• _Task directions_
Arrange the listing below as a two-column CSV with the headers text and boxes. Give one row for each line of text and the coordinates that follow it, with each value in a single quoted field and line breaks turned into spaces, and leave the picture out.

• _Available data_
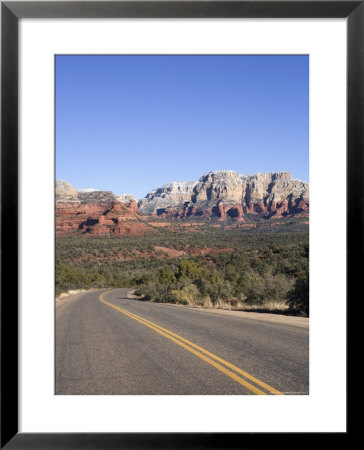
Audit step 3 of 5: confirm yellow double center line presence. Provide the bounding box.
[99,291,283,395]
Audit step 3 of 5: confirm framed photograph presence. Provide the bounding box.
[1,1,356,448]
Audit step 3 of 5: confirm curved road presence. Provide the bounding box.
[55,289,309,395]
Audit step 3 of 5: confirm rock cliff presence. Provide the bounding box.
[56,180,145,236]
[138,170,309,221]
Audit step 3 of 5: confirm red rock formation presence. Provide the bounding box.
[56,201,150,236]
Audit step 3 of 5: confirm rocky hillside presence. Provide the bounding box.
[56,180,145,236]
[56,170,309,236]
[56,180,136,203]
[138,170,309,221]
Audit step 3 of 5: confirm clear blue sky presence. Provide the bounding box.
[56,55,309,198]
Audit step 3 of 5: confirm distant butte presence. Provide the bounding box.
[56,170,309,236]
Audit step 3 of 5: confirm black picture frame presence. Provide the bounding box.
[1,0,356,449]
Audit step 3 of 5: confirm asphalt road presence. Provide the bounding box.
[55,289,309,395]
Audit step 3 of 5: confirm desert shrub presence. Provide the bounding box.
[171,284,201,305]
[287,272,309,316]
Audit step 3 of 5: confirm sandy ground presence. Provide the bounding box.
[56,289,99,308]
[127,291,310,328]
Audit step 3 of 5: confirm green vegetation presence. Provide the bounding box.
[56,225,309,315]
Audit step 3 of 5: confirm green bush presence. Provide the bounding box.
[287,272,310,316]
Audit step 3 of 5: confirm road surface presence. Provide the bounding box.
[55,289,309,395]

• _Output for this exercise_
text,boxes
"Audit step 3 of 5: confirm yellow double center line presence. Provide the bounding box.","[99,291,283,395]"
"Audit step 3 of 5: confirm framed photograph presence. Provide the bounding box.","[1,1,356,448]"
"Audit step 3 of 5: confirm curved road presence. Provide the bounding box.","[55,289,309,395]"
"Audit step 3 of 5: confirm rock cliff presence. Provide the bounding box.","[56,180,145,236] [138,170,309,221]"
"Audit step 3 of 5: confirm red rock formation presence. Provide the bounding box.","[56,201,150,236]"
"Audit step 3 of 5: confirm rocky hillside presence. Provide the bounding box.","[56,180,145,236] [56,170,309,236] [56,180,136,203] [138,170,309,221]"
"Audit step 3 of 5: confirm clear blue sky presence. Provide the bounding box.","[56,55,309,198]"
"Audit step 3 of 5: confirm distant butte presence. Provide the bounding box.","[56,170,309,236]"
"Audit step 3 of 5: confirm black picture frame presence. Provide the bounding box.","[1,0,356,449]"
"Audit step 3 of 5: confirm asphalt road presence. Provide the bounding box.","[55,289,309,395]"
"Audit step 3 of 5: confirm desert shrub presence. Provide the bounding box.","[171,284,201,305] [287,272,309,316]"
"Audit step 3 of 5: confirm sandy ground presence. Provide the bounding box.","[56,289,99,308] [127,291,310,328]"
"Audit step 3 of 5: confirm green vegetation presence. Provide the bounding box.","[56,225,309,315]"
"Audit step 3 of 5: confirm green bush presence. Provide the bounding box.","[287,272,310,316]"
"Audit step 3 of 5: confirm road surface presence. Provide the bounding box.","[55,289,309,395]"